-- Source passage --

Other Gods includes "Silhouette" and fifteen other creepy little critter tales. The book is available in trade paperback from Dark Regions — for $9.95, marked down from $19.95. There's never been a better time to check it out. Give it a look:



"I finished Other Gods feeling as if I had been processed through the kaleidoscopic imagination of a born storyteller. Other Gods is a superb example of what this sort of long-term collection is good for: It plainly highlights the author's long-running thematic obsessions and shows him circling back to revisit and reshape the concepts, tropes, and emotions that inspire him."
—Matt Cardin, Dead Reckonings #4

Sunday, June 14, 2015

All Alone in Goblintown


It's been a somewhat slower year for geocaching than others since I took it up in 2008, mainly because I've claimed most of the caches within reasonable proximity and have to travel farther and farther afield to find appreciable concentrations of hides. For a while now, I've been slowly but steadily creeping up on find number 8,000, and for that milestone, I've been hoping to go after something a little out of the ordinary. I finally settled on a cache called "All Alone in Goblintown" (GC1EAWF) at Philpott Lake, near my old hometown of Martinsville, VA. It's out on an island a good couple of miles from the nearest marinas, and it's been sitting out there unfound for the past six years. Since I do not own a boat, I'm reliant on others for water transportation, but happily, a few members of the redoubtable Team Old Fart are aficionados of paddle caches and have kayaks to spare. This weekend looked good for making the attempt, so I got together with Diefenbaker (a.k.a. Scott) and Rtmlee (a.k.a. Robbin a.k.a. Yoda Rob) to paddle out after this lonely, lonely cache.

-- Data provided --
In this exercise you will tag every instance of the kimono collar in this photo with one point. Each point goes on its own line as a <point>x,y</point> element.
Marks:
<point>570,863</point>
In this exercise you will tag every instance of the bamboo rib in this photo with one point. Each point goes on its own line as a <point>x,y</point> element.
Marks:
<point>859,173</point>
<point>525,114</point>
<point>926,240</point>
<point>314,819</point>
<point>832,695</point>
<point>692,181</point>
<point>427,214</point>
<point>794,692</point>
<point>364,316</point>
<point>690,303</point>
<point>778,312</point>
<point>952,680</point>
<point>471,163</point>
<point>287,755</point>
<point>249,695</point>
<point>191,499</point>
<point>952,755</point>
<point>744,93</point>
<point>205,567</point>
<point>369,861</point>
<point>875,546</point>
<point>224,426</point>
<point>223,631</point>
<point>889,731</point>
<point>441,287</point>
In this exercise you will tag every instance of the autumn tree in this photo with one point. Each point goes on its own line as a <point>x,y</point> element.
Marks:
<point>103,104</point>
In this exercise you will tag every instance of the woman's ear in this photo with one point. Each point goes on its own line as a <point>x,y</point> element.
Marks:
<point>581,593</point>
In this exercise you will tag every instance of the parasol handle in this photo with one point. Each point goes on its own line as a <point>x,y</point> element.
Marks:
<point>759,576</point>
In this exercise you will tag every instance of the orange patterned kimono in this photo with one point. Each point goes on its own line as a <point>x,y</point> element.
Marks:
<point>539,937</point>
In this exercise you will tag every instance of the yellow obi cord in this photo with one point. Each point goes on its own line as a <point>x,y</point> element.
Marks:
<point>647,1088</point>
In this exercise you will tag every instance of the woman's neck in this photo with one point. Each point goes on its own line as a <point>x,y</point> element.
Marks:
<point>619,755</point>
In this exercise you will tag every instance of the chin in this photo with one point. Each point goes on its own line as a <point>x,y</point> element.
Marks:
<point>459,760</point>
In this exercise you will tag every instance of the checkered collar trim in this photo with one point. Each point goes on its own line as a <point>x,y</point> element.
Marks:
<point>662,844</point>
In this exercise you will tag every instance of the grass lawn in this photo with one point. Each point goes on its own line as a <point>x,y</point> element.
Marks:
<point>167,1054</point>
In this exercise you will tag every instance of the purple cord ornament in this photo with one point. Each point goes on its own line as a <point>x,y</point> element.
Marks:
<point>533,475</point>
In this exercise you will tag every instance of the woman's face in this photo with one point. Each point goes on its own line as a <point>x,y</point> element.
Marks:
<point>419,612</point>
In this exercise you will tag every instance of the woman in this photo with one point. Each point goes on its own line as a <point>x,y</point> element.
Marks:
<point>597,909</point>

-- Tasks --
• 1. In the geocaching post, how long has the "All Alone in Goblintown" cache gone unfound?
• 2. Continue the geocaching post about the paddle out to "All Alone in Goblintown," picking up after its final sentence.

-- Answers below --
• 1. Six years.

• 2.
There was no telling whether the cache might still be out there after all this time, and, if so, what condition we might find it in. All part of the challenge, of course, and most of the fun of geocaching is the journey. And this one proved quite the journey: a seven-plus mile round trip, counting a detour to go after a couple of other, considerably less lonely caches. Outbound, it wasn't too hot and we had a constant breeze, which made for a pleasant morning of it. Once we landed at Goblintown, we made our way to ground zero, and there we found the cache, quite readily and in remarkably good condition. (That's the container you see in the photo above.) We all scribbled our monikers on the log, snapped a few photos, and took a break to chow on some beef jerky and re-hydrate ourselves. Then it was back on the water to paddle over to Turkey Island for a couple of caches there. Now the wind stopped and the sun became oppressively hot — thank ye gods for sunscreen. But for us, mission accomplished.

Once back at Goosepoint marina, we hit the road and, never one to rest on our laurels, Diefenbaker and I stopped to find a few more on our way back to Greensboro. Best part of the trip back — dinner at The Celtic Fringe in Reidsville, which is one of my favorite dining spots anywhere. And lucky for me, while I was gone, a number of new caches have been placed around Greensboro, so I'll at least have a few more in the area to hunt.

Next stop: working on a new short story for an upcoming anthology. Never a dull moment.
Old Rodan on the way to "All Alone in Goblintown"
Rtmlee, a.k.a. Robbin, a.k.a. Yoda Rob
Old man getting a workout
Old man taking a much-needed breather
It's not too far now.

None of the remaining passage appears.